_Consignes_:
**1.** Indiquez combien de lignes, parmi celles fournies plus bas, contiennent la chaîne « maroon », en respectant la casse. Répondez uniquement par ce nombre.
**2.** Rédigez la suite du texte sur la sélection d'albums des années 2010, en reprenant immédiatement après sa dernière ligne.

En attendant la suite, PAM a sollicité bon nombre de ceux qui écrivent sur le site pour vous proposer, de manière chorale, une sélection d’albums parus entre 2010 et 2019, et qui balaie à sa manière, et selon les goûts diversifiés de l’équipe, un large éventail de genres qui, de près ou de loin, sont liés au vaste univers culturel afro. Hip-hop, jazz, reggae, électronique, musiques traditionnelles et urbaines, ou encore dialogues intercontinentaux… de quoi, année après année, faire un riche flash back dans vos souvenirs, ou vous faire découvrir, peut-être, des pépites que vous auriez pu manquer. Avant de sauter à pieds joints dans les années 2020, un petit coup d’oeil dans le rétro ne pouvait pas faire de mal.

Retrouvez les 100 meilleurs albums des années 2010 en playlist sur Spotify et Deezer.


Ali & Toumani
 (2010)

_Données fournies_:
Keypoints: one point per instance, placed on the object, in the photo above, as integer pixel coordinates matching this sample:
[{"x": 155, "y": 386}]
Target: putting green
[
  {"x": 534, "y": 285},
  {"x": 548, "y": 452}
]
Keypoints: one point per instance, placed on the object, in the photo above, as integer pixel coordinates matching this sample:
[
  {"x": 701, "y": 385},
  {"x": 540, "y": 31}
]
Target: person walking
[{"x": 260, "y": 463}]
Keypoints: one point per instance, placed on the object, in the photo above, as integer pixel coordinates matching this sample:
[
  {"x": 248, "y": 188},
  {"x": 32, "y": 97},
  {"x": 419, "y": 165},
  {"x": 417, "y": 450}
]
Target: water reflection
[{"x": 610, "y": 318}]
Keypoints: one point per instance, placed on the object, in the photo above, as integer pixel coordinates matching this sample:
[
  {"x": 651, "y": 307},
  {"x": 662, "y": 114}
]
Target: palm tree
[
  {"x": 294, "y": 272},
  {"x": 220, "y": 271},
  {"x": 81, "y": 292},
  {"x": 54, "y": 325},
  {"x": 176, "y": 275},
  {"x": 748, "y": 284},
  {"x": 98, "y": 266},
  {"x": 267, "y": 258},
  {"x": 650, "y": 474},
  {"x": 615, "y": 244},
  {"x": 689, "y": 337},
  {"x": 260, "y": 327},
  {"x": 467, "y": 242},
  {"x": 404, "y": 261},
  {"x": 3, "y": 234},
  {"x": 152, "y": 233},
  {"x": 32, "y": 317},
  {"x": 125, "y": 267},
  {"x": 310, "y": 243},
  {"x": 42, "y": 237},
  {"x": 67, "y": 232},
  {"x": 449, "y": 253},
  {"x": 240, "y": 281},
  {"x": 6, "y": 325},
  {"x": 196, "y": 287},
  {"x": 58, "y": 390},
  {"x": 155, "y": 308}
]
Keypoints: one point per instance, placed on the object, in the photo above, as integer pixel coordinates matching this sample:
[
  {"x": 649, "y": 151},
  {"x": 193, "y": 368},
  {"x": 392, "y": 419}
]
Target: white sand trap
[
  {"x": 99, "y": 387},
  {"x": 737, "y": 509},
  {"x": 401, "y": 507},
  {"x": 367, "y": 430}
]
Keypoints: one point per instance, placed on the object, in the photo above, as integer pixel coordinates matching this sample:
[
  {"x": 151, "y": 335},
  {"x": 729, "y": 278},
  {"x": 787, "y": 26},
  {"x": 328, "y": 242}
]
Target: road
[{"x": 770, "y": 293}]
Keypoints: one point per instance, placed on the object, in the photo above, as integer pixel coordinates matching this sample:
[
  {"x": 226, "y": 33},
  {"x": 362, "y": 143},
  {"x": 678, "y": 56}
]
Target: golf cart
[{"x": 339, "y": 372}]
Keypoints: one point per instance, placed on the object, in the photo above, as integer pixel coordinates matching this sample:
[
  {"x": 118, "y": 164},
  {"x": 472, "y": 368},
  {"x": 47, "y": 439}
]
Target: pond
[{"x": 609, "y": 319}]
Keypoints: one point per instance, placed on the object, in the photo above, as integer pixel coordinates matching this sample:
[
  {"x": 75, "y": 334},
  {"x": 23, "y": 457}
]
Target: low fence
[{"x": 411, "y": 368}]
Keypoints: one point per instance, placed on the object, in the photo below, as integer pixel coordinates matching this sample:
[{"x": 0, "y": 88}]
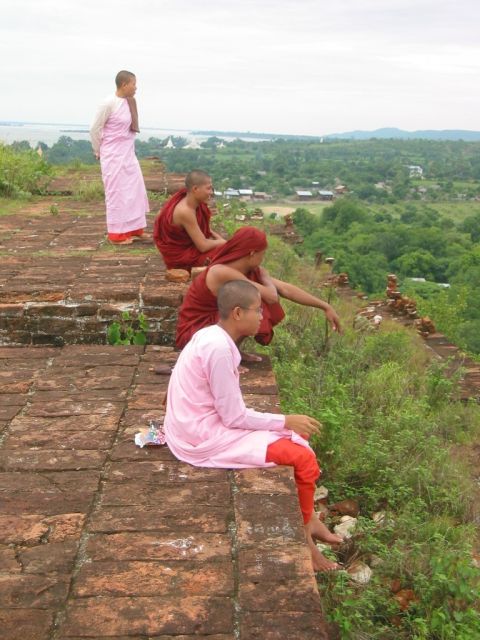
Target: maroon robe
[
  {"x": 199, "y": 308},
  {"x": 174, "y": 243}
]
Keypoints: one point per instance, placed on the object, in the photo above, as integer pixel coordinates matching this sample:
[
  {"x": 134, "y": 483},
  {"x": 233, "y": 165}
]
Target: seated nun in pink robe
[
  {"x": 113, "y": 141},
  {"x": 208, "y": 425}
]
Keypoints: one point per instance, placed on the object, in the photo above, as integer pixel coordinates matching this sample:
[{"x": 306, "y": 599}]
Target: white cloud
[{"x": 302, "y": 66}]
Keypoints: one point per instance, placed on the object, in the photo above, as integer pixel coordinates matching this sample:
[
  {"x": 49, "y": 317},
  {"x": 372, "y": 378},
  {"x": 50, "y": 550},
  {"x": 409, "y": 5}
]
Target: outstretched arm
[
  {"x": 189, "y": 222},
  {"x": 295, "y": 294}
]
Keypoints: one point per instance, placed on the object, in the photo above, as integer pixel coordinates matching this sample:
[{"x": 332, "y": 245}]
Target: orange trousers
[
  {"x": 120, "y": 237},
  {"x": 306, "y": 471}
]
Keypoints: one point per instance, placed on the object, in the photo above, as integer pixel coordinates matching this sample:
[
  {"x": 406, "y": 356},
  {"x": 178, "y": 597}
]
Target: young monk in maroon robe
[
  {"x": 240, "y": 258},
  {"x": 182, "y": 228}
]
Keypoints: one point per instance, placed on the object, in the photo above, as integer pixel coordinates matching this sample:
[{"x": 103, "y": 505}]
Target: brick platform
[
  {"x": 100, "y": 539},
  {"x": 62, "y": 283}
]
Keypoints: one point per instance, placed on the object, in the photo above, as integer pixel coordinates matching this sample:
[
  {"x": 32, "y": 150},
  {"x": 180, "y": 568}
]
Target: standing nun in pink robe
[{"x": 113, "y": 141}]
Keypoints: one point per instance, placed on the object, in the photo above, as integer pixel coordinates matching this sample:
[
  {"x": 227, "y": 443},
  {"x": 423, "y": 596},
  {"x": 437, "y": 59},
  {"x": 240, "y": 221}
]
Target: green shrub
[
  {"x": 22, "y": 173},
  {"x": 89, "y": 190}
]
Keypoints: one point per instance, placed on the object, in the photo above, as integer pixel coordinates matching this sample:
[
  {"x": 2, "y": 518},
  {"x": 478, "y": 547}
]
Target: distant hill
[{"x": 391, "y": 132}]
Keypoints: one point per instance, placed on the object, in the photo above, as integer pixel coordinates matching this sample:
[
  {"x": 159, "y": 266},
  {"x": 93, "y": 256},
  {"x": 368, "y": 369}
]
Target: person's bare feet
[
  {"x": 320, "y": 562},
  {"x": 320, "y": 531},
  {"x": 250, "y": 357},
  {"x": 126, "y": 241}
]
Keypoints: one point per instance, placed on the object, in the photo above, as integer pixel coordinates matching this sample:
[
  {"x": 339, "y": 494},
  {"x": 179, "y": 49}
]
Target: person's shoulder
[
  {"x": 213, "y": 338},
  {"x": 183, "y": 211},
  {"x": 219, "y": 273}
]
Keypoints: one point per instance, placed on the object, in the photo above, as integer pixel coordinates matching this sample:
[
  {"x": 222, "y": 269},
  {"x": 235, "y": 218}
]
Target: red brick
[
  {"x": 11, "y": 310},
  {"x": 50, "y": 310},
  {"x": 270, "y": 481},
  {"x": 194, "y": 547},
  {"x": 74, "y": 407},
  {"x": 22, "y": 592},
  {"x": 276, "y": 625},
  {"x": 47, "y": 558},
  {"x": 56, "y": 441},
  {"x": 24, "y": 530},
  {"x": 8, "y": 561},
  {"x": 140, "y": 578},
  {"x": 90, "y": 423},
  {"x": 177, "y": 518},
  {"x": 293, "y": 595},
  {"x": 271, "y": 518},
  {"x": 26, "y": 624},
  {"x": 14, "y": 460},
  {"x": 151, "y": 493},
  {"x": 163, "y": 472},
  {"x": 149, "y": 616}
]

_Réponses attendues_:
**1.** 2

**2.**
Ali Farka Touré & Toumani Diabaté

Album posthume et ultime enregistrement du grand guitariste malien Ali Farka Touré, Ali & Toumani témoigne de l’amitié profonde qui l’unissait au joueur de kora Toumani Diabaté. Enregistré en 2005, cet album est le second et dernier volet de l’aventure musicale qui lie ces deux grands musiciens. Sorti en 2011 Ali & Toumani fait suite à In the Heart of the Moon, tout en empruntant des chemins différents : onze titres doux et lumineux dans lequel Toumani est tout simplement au sommet de son art. Quant à Ali, il démontre une fois de plus sa maitrise à revisiter tout autant les chansons mandingues que le repertoire cubain. Accompagnés des meilleurs musiciens de studio (dont Vieux Farka Touré, fils d’Ali) Ali et Toumani signent un véritable chef-d’œuvre, testament  musical du guitariste de Niafunké. L’album se voit décerner le Grammy 2011 du «Meilleur album de musique du monde», la troisième pour Ali après Talking Timbuktu en 1993 et  In the Heart of the Moon en 2006. – Christian Askin


My Beautiful Dark Twisted Fantasy
(2010)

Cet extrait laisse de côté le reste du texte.